Par ailleurs, nous nous étions fixé deux autres objectifs en ce qui concerne le contenu de la revue. D’une part, nous avons cru que, tout en conservant l’accent sur la publication de recherches et de réflexions des chercheurs canadiens et québécois, il était souhaitable d’augmenter la contribution de chercheurs étrangers. Dans tous les numéros, nous avons sollicité des experts internationaux pour compléter les façons de voir sur un thème donné.

D’autre part, nous avons été très vigilants pour maintenir l’ouverture de la revue à tous les points de vue portant sur la question criminelle. Comme l’avait souhaité Denis Szabo, fondateur de la revue, nous avons toujours insisté pour que Criminologie soit vraiment un carrefour interdisciplinaire ouvert à toutes les perspectives disciplinaires et théoriques et abordant tous les thèmes criminologiques que ce soient le passage à l’acte, la réaction sociale et pénale aux comportements criminalisés, le fonctionnement du système pénal ou les politiques criminelles. Des thèmes tels que l’approche développementale en prévention, la justice réparatrice, la justice des mineurs, la victimologie, la police, la cybercriminalité ou le génocide, qui ont été traités durant mon mandat, en témoignent.

Je crois fermement que la revue doit conserver cette ouverture et demeurer un lieu d’échanges de divers points de vue sur la question criminelle. Je souhaite longue vie à Criminologie en étant assuré qu’elle demeurera un moyen de diffusion et de confrontation de calibre international pour les chercheurs canadiens et québécois.

Criminologie aujourd’hui

Dianne Casoni[5]. Directrice depuis 2005

Les billets de mes prédécesseurs témoignent des défis auxquels la revue a dû se mesurer pour réussir à faire sa niche parmi les revues scientifiques tout en poursuivant sa mission d’offrir aux praticiens de la criminologie des connaissances récentes et pertinentes issues de la recherche. Ce désir de relever toujours plus la qualité scientifique de notre revue a récemment été grandement récompensé. Criminologie vient en effet de recevoir l’insigne honneur de se voir choisie par Ellen Cohn et David Farrington[6], dans leur plus récente analyse bibliométrique, parmi les 40 revues scientifiques – et seule revue non anglophone – sondées afin d’établir la liste des auteurs les plus cités dans le domaine. Criminologie reçoit ainsi un témoignage des plus éloquents attestant du fait que la revue a atteint son objectif premier qui est de publier une revue d’une grande qualité et d’une indéniable crédibilité scientifiques. Notre inscription parmi les 40 revues qui comptent dans le monde scientifique de la criminologie en dit beaucoup sur la qualité du travail de nos nombreux collaborateurs, des membres des différents comités qui ont pour tâche de penser aux thèmes et de veiller à la qualité scientifique de la revue, aux responsables de numéros et aux auteurs des articles publiés.

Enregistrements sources
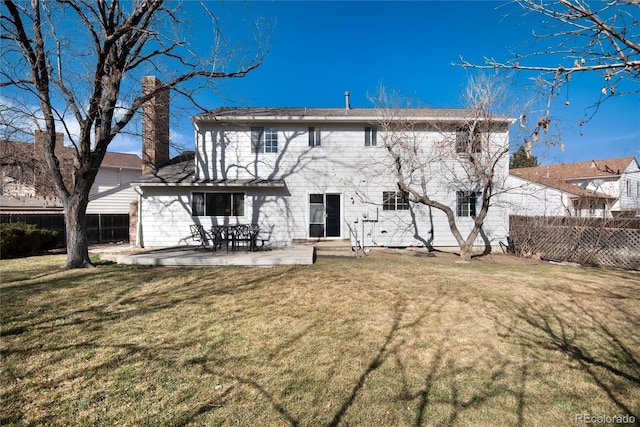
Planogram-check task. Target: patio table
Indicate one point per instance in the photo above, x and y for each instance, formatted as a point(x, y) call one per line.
point(238, 235)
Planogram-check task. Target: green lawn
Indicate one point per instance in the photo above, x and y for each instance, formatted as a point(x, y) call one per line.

▶ _Action demandée 1_:
D'après le passage sur la revue Criminologie, qui a fondé cette revue ?
▶ _Action demandée 2_:
Reproduisez fidèlement le segment du passage sur la revue Criminologie qui va de « Je crois fermement » jusqu'à « canadiens et québécois. » inclus.
▶ _Action demandée 3_:
Écrivez la suite du passage sur la revue Criminologie en reprenant après sa dernière phrase.
Les lignes constituent un matériau distinct du passage.

▶ _Résultat attendu 1_:
Denis Szabo.

▶ _Résultat attendu 2_:
Je crois fermement que la revue doit conserver cette ouverture et demeurer un lieu d’échanges de divers points de vue sur la question criminelle. Je souhaite longue vie à Criminologie en étant assuré qu’elle demeurera un moyen de diffusion et de confrontation de calibre international pour les chercheurs canadiens et québécois.

▶ _Résultat attendu 3_:
Outre les collaborateurs de première ligne, membres des divers comités, responsables de numéros et auteurs, la revue n’aurait pu si bien se démarquer sans la précieuse collaboration de notre assistante à la rédaction, Chloé Leclerc, et de notre rédactrice en chef, Adriana Pacheco, toutes deux doctorantes en criminologie. L’appui fidèle que nous recevons de nos partenaires, l’École de criminologie et le CICC, qui se sont engagés dès la première heure à soutenir la revue mérite aussi largement d’être souligné. Il m’importe également de remercier les Presses de l’Université de Montréal qui nous publient, Fides qui distribue la revue et le consortium Érudit qui diffuse la version électronique de Criminologie. Chacun de ces partenaires a à coeur la réussite de notre revue et aucun ne ménage ses peines pour y parvenir, à preuve la récente course contre la montre des PUM afin de sortir le dernier numéro, Peines et pénalité au Canada. Autour des travaux de Pierre Landreville, à temps pour la tenue du colloque Le pénal aujourd’hui : pérennité ou mutations tenu à Montréal du 5 au 7 décembre 2007. Enfin, il faut rappeler que sans le soutien financier du CRSH et du FQRSC, nous ne fêterions pas aujourd’hui un si heureux anniversaire. Il me reste à vous convier tous à l’automne 2008 au colloque organisé pour fêter nos 40 ans ; venez en grand nombre souligner notre succès à tous.